| Provided passage |
# # # # # # #

I did find out, though, that in the lowest gear combination (30 x 32) the chain rubs on the front corner of the rear fender.  I’m going to have to customize it a bit.

Otherwise, looks great.  I’m planning to ride to work tomorrow and then ride in the Fair Parade with the SEMO Climate Protection gang.

Is it warm in here?

Thursday, May 3rd, 2007

Here’s a nice animation from the National Arbor Day Foundation showing changes in gardening “hardiness zones” from 1990 to 2006.

Global warming at the ice company

Tuesday, February 6th, 2007

Walt came in my office today and proposed a 2-PhD outing. These are occasional jaunts we take when some vital research activity come up that requires two PhDs to drive somewhere, such as going to Lowes to buy Scrubbing Bubbles*, going to FedEx to mail a package, or, in this case, going to the ice company to buy dry ice for shipping. Naturally, the alternative being staying in my office and working, I put on my coat.

I really have to take a picture of the ice company sometime. It must have been in the same building since people used iceboxes rather than refrigerators. The windows are cracked, the paint is almost absent, and there’s a little canvas awning sheltering the front entrance that is more holes than canvas. It’s adorable. Anyway, you go into this tiny little cluttered office and tell them you want 5 pounds of dry ice, and the secretary/receptionist/bookkeeper comes out from behind her desk, grabs a pair of gloves, and squeezes past you out the front door. She goes in the plant through another outside entrance and eventually emerges with some dry ice, which she weighs back in the office.

# # # # # # #

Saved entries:
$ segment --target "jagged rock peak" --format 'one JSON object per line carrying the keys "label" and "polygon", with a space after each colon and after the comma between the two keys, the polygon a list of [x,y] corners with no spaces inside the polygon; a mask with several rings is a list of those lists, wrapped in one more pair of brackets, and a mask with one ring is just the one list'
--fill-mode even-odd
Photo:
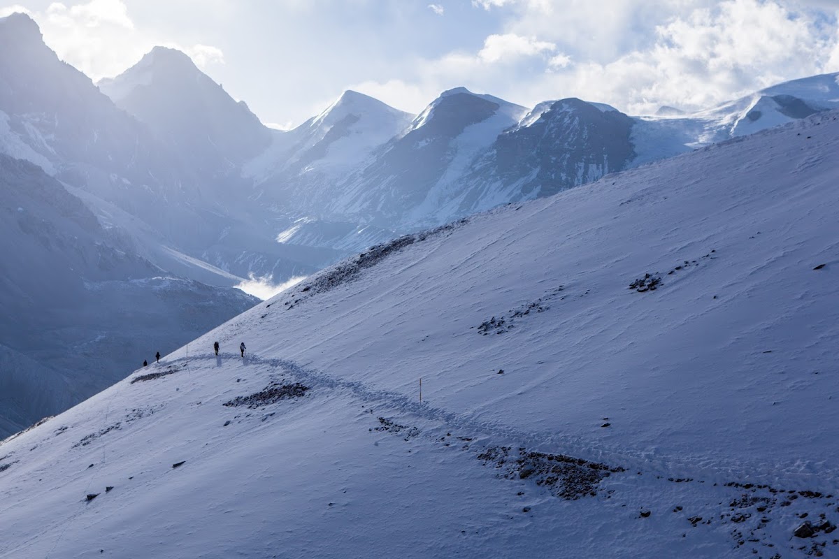
{"label": "jagged rock peak", "polygon": [[177,49],[170,49],[169,47],[154,47],[143,57],[140,64],[150,65],[165,65],[168,66],[177,65],[197,70],[195,62],[192,61],[189,54]]}
{"label": "jagged rock peak", "polygon": [[8,38],[28,39],[42,43],[41,29],[28,13],[15,12],[0,18],[0,34]]}

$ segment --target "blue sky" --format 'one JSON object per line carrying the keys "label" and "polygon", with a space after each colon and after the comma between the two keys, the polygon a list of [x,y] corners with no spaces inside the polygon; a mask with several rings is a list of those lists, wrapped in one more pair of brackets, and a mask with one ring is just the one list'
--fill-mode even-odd
{"label": "blue sky", "polygon": [[94,80],[176,47],[282,127],[346,89],[412,112],[466,85],[643,114],[839,71],[831,0],[0,0],[15,10]]}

# # # # # # #

| Problem statement |
Retype the blog post above word for word, from "Thursday, May 3rd, 2007" up to and including "1990 to 2006.".

| Reply to the exercise |
Thursday, May 3rd, 2007

Here’s a nice animation from the National Arbor Day Foundation showing changes in gardening “hardiness zones” from 1990 to 2006.